La Fiorentina nasce per raggiungere un grande obiettivo: portare la squadra di Firenze a sfidare i giganti del football. L’ambizione a lottare contro i più forti, è questo il primo importante concetto da capire della nostra storia.

Vengono fuse le sezioni calcio delle Palestra Ginnastica Fiorentina Libertas e del Club Sportivo nella costituenda Associazione Fiorentina del Calcio – questo il nome iniziale che, nell’ottobre del 1944 al momento della ricostituzione della società dopo la Liberazione, diventerà Associazione Calcio Fiorentina.

La maglia non può essere che bianco-rossa. Questi sono i colori della città; bianche erano le maglie del Club e rosse quelle della Libertas. Il giglio rosso non può mancare. Lo stadio sarà quello della Libertas, in via Bellini, ma già si parla di costruirne uno nuovo. Anche il titolo sportivo viene ereditato dalla Libertas e consente la partecipazione al campionato di Prima Divisione, il 2° livello del calcio italiano dell’epoca. Le vincitrici dei gironi di Prima Divisione vengono promosse in Divisione Nazionale. La Fiorentina, per due anni, non riesce a vincere il proprio girone; ciò nonostante è ammessa, nel 1928-29, al campionato di “assestamento”, organizzato in due gironi nazionali: dopo numerose modifiche si stabilì che le prime nove di ogni girone costituiranno la serie A, le altre sette la serie B, assieme a quattro neo promosse dalla Prima Divisione.

La Fiorentina arrivò ultima nel proprio girone, mostrandosi non in grado di competere. Pagava l’inesperienza, il passato calcisticamente artigianale dei propri dirigenti, le tante teste che popolavano il club dopo la fusione tra i due sodalizi cittadini.

Il marchese Luigi Ridolfi aveva voluto fortemente la nascita della Fiorentina e ne era stato, obbligatoriamente, anche per il suo ruolo politico nel fascismo fiorentino, il primo presidente. Ridolfi era diventato Commissario Straordinario della Fiorentina all’inizio del 1928, dopo un tentativo di illecito sportivo che aveva coinvolto alcuni dirigenti della società biancorossa (Savoia-Fiorentina disputata a Torre Annunziata l’11 dicembre 1927).

Alla fine del disastroso campionato 1928-29 Ridolfi aveva assunto su di se tutte le responsabilità di gestione della società. Si era convinto che unendo due debolezze non fosse possibile costruire una forza. La fusione tra Libertas e Club Sportivo non poteva regalare niente di diverso dai deludenti risultati che avevano caratterizzato i due sodalizi e che avevano segnato i primissimi anni della Fiorentina. Bisognava costruire un’altra storia, con un’identità precisa, con l’adozione di un nuovo colore sociale (il viola, nel settembre 1929) e una linea di comando snella e precisa, affidata a lui che sceglieva direttamente i suoi collaboratori.

--- --- ---

Trascrivi senza modifiche tutto ciò che, nel brano sulle origini della Fiorentina, va da "La Fiorentina nasce" fino a "della nostra storia.". L'elenco seguente proviene da una fonte diversa dal brano.

DATI GREZZI
--- --- ---

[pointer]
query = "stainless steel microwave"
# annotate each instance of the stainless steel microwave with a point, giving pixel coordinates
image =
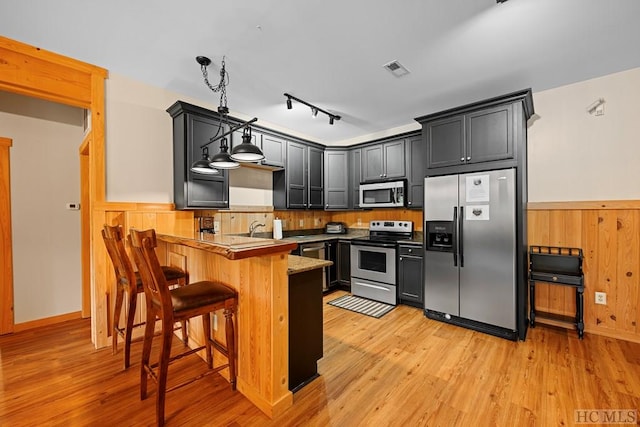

--- --- ---

SOLUZIONE ESERCIZIO
La Fiorentina nasce per raggiungere un grande obiettivo: portare la squadra di Firenze a sfidare i giganti del football. L’ambizione a lottare contro i più forti, è questo il primo importante concetto da capire della nostra storia.